Directions for this task =>
Locate the line that contains "A point belongs on each instance of the bare shoulder.", then copy it and all later lines of the data below exactly, through the last one.

Records for this task =>
------------------------------------

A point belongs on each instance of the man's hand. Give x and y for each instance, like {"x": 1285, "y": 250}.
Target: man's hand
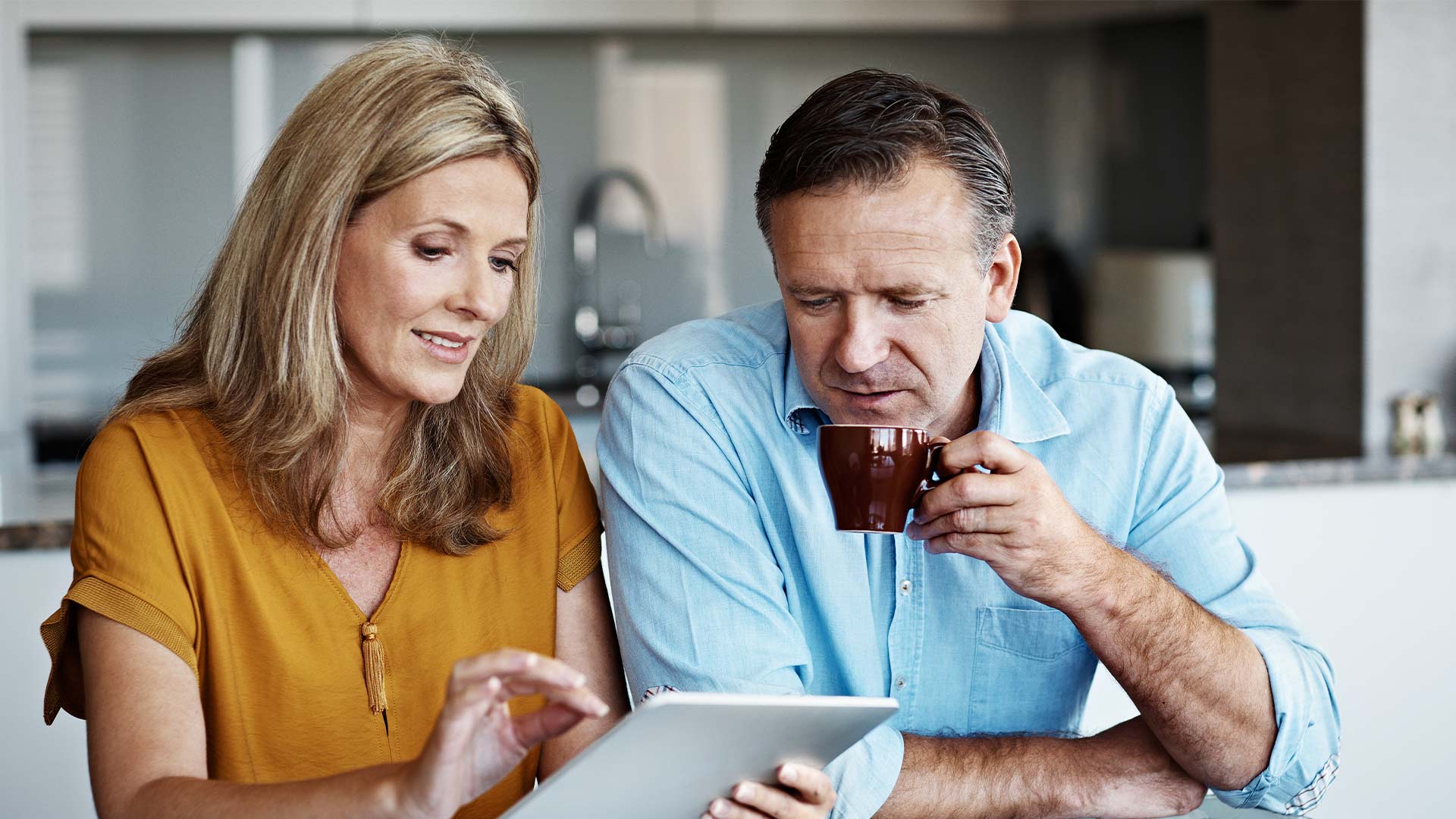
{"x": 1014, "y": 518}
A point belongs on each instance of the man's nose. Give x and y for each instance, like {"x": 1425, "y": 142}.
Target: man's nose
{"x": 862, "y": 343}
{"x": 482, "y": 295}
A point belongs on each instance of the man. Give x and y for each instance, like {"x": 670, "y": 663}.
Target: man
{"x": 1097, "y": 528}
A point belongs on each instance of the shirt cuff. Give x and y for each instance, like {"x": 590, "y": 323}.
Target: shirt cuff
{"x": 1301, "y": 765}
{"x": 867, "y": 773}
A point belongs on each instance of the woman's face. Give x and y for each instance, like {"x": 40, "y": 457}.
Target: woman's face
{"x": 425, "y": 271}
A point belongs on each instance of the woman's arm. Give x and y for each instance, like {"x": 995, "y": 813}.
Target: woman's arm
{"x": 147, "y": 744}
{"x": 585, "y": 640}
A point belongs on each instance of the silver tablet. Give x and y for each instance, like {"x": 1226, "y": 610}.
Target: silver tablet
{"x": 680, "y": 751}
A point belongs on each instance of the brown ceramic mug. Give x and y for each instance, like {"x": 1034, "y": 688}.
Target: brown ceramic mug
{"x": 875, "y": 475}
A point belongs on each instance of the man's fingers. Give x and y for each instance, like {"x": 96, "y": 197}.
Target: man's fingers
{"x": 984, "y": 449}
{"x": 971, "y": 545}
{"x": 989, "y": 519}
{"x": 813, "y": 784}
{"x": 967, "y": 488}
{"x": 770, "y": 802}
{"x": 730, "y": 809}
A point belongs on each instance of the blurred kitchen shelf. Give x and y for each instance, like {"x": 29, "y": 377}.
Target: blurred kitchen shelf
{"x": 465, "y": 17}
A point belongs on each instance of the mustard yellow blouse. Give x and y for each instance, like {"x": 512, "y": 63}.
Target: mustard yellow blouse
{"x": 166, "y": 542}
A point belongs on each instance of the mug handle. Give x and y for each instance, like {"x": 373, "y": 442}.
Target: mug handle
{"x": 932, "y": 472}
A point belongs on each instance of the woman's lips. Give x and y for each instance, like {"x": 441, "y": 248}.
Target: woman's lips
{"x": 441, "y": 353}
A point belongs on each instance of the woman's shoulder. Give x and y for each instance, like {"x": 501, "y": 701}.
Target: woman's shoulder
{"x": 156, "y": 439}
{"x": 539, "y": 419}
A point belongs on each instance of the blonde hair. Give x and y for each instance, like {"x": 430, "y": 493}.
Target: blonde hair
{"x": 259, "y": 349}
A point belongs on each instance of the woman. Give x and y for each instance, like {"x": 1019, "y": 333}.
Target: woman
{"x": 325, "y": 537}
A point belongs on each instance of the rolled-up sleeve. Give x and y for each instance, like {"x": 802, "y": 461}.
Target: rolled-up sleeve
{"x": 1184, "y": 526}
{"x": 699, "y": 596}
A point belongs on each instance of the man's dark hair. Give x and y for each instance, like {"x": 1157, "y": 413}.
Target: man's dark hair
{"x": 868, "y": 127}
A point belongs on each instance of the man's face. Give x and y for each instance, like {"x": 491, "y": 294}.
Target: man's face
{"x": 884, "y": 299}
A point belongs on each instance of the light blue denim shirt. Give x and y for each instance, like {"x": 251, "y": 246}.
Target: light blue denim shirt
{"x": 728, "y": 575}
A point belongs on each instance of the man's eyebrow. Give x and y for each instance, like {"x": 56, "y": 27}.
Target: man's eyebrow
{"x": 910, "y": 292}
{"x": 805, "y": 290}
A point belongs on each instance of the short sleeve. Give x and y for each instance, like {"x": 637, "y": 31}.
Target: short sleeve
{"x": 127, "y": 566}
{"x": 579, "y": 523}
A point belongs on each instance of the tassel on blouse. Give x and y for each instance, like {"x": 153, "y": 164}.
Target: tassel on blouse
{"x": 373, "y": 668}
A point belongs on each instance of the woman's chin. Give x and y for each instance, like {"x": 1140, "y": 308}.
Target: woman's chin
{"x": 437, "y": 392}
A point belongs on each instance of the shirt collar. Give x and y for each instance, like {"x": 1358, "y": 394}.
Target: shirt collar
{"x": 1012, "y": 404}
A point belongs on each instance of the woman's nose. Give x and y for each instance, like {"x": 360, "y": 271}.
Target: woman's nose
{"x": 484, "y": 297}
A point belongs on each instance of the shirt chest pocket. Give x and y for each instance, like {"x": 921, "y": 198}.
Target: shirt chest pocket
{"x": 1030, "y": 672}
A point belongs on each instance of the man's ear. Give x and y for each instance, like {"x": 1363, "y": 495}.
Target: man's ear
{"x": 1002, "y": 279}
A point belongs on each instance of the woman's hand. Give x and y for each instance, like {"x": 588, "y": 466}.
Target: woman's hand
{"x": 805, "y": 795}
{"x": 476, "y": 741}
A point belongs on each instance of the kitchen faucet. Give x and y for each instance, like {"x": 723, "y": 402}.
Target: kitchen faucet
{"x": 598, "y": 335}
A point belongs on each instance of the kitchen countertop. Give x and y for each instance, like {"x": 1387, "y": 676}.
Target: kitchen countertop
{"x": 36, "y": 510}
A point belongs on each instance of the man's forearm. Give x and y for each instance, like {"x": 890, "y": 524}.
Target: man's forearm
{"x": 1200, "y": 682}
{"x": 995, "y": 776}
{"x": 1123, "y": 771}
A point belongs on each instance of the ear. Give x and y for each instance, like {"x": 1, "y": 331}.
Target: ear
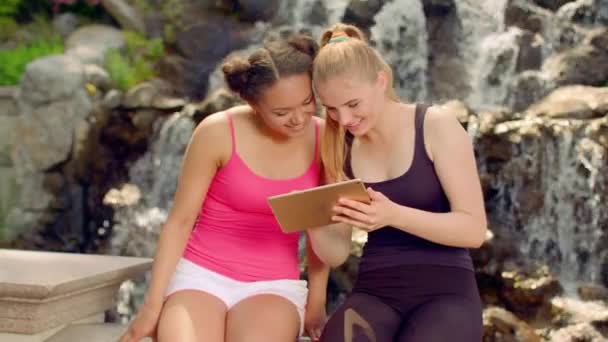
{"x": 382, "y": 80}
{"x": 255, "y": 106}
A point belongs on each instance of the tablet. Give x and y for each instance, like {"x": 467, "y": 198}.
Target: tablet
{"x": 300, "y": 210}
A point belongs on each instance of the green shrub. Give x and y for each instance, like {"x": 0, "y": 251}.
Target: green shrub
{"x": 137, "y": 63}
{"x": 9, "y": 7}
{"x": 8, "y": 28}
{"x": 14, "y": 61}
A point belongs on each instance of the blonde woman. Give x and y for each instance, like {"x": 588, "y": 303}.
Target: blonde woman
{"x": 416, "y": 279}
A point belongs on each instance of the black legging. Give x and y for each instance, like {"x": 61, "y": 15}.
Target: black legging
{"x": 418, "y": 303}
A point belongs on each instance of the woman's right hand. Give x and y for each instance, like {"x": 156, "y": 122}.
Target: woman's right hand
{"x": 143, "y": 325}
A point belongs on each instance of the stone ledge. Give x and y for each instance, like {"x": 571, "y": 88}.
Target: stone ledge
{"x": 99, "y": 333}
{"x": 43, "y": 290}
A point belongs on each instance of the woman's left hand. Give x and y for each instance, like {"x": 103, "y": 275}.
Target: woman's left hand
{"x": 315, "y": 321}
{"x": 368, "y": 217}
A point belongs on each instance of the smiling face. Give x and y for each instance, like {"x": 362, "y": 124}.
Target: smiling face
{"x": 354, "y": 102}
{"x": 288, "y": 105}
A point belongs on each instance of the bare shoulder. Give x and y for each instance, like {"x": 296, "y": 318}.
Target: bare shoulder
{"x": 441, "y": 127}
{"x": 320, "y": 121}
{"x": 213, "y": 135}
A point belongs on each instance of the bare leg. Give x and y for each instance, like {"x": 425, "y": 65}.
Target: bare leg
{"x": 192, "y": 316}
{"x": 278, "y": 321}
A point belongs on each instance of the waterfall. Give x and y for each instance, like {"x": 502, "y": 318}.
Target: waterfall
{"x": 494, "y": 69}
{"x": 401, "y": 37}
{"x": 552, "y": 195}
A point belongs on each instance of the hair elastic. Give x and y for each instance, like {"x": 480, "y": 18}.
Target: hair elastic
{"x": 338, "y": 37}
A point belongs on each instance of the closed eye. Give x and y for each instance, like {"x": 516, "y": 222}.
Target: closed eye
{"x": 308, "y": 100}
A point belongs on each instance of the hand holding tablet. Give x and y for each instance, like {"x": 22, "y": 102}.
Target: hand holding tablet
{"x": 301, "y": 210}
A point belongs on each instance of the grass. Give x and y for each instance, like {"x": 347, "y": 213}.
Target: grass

------------------------------------

Completed exercise =>
A point belongs on each instance of the bare shoulder. Give x and y for each instance, like {"x": 296, "y": 318}.
Target: bare shoulder
{"x": 441, "y": 127}
{"x": 320, "y": 121}
{"x": 213, "y": 135}
A point belongs on each instance of the bare leg. Give x and y for each instance, like {"x": 425, "y": 65}.
Target: bare leg
{"x": 192, "y": 316}
{"x": 278, "y": 321}
A point belongs on each instance of the waterfall. Give x and y for each instance, like {"x": 502, "y": 318}.
Target: waterfall
{"x": 494, "y": 69}
{"x": 401, "y": 37}
{"x": 552, "y": 195}
A point belongs on each instance of the hair elastic. Give x and y for each instance, like {"x": 480, "y": 18}.
Target: hair elastic
{"x": 338, "y": 37}
A point belongs on each instance of the closed eye. Give x and y for each instance, like {"x": 516, "y": 222}.
Target: closed eye
{"x": 308, "y": 100}
A point belongs on each instance of the hand holding tablet. Give x and y for each instance, like {"x": 22, "y": 102}.
Target: hand holding tablet
{"x": 301, "y": 210}
A point belongs on each instance of the grass. Give x and y for each instance, like {"x": 347, "y": 213}.
Target: grass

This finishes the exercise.